#### [READING TEXT]

————

Department of Music Workshops

The identity of the Chicago graduate environment has historically been associated strongly with its famous research workshops in the humanities and social sciences.  Sponsored by the Council on Advanced Studies, the workshops aim to bring together faculty and graduate students both from the University of Chicago and the wider Chicago area to create scholarly dialogue and foster the exchange of ideas. In 2008-2009, a total of sixty-nine workshops are taking place on campus, ranging across a wide spectrum of interests and disciplines, many with interdisciplinary aims, including performance studies, cultural studies, political science, Latin American, American and European history, and art and politics of East Asia.

The “EthNoise!” workshop has grown directly out of the Department of Music and is run on a yearly basis by faculty and graduate students in the Ethnomusicology Program.  Other workshops have been founded, sponsored, or routinely attended by faculty and graduate students in the Department in cooperation with other Departments, notably the Early Modern Workshop, the Renaissance Workshop, the Anthropology of Europe Workshop, the Eighteenth- and Nineteenth-Century Cultures Workshop, the Medicine, Practice, and Body Workshop, the Middle East History and Theory (MEHAT), the Social Theory Workshop, Western Mediterranean Cultures Workshop, and the Theory and Practice of South Asia (TAPSA) Workshop.  See http://cas.uchicago.edu/workshops/ for more information.

Currently, our postdoctoral fellow and instructor, Roger Moseley (PhD in Music, University of California at Berkeley, 2004), a musicologist and concert pianist, is leading an ad hoc, hands-on workshop on Historically Informed Improvisation, sponsored by the Department of Music.  The workshop has attracted instrumentalists and vocalists, both student and faculty, from across the University but especially from Music, who are working toward enhanced understanding of improvisation as musical process, tonal and atonal, and improvisation as historical practice in the eighteenth and early nineteenth centuries.

————

#### [Referring-expression pointing data]
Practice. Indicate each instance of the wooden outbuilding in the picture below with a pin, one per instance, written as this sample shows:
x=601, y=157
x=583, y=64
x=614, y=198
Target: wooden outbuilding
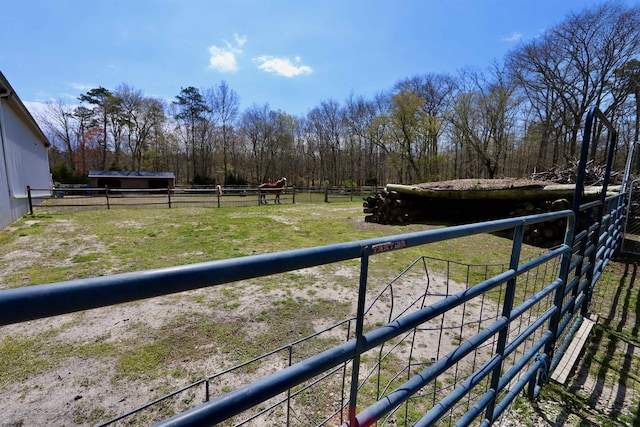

————

#### [WORK ORDER A]
In the music workshops text, how many workshops are taking place on campus in 2008-2009?
#### [WORK ORDER B]
Render this sentence from the music workshops text in Spanish: "The “EthNoise!” workshop has grown directly out of the Department of Music and is run on a yearly basis by faculty and graduate students in the Ethnomusicology Program."
Draw only on the Department of Music workshops text, not on the records.

#### [EXPECTED OUTPUT A]
Sixty-nine.

#### [EXPECTED OUTPUT B]
El taller “EthNoise!” surgió directamente del Departamento de Música y lo dirigen cada año profesores y estudiantes de posgrado del Programa de Etnomusicología.